Write out every line of the items below without changing a single character.

** Start PROVIDED ENTRIES **

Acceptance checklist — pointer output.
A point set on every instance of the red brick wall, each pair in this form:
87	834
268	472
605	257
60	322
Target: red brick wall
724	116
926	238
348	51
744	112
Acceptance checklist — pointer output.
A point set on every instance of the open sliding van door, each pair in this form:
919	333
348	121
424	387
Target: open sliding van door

** End PROVIDED ENTRIES **

**SOLUTION TO THIS TASK**.
Acceptance checklist — pointer output.
A point set on every instance of the red brick wall, each pair in this form:
87	834
268	472
605	257
60	322
Target: red brick wall
724	116
926	238
348	51
744	112
Acceptance checklist — pointer output.
A point set on every instance of the open sliding van door, each pair in this form:
919	333
348	121
424	387
Target: open sliding van door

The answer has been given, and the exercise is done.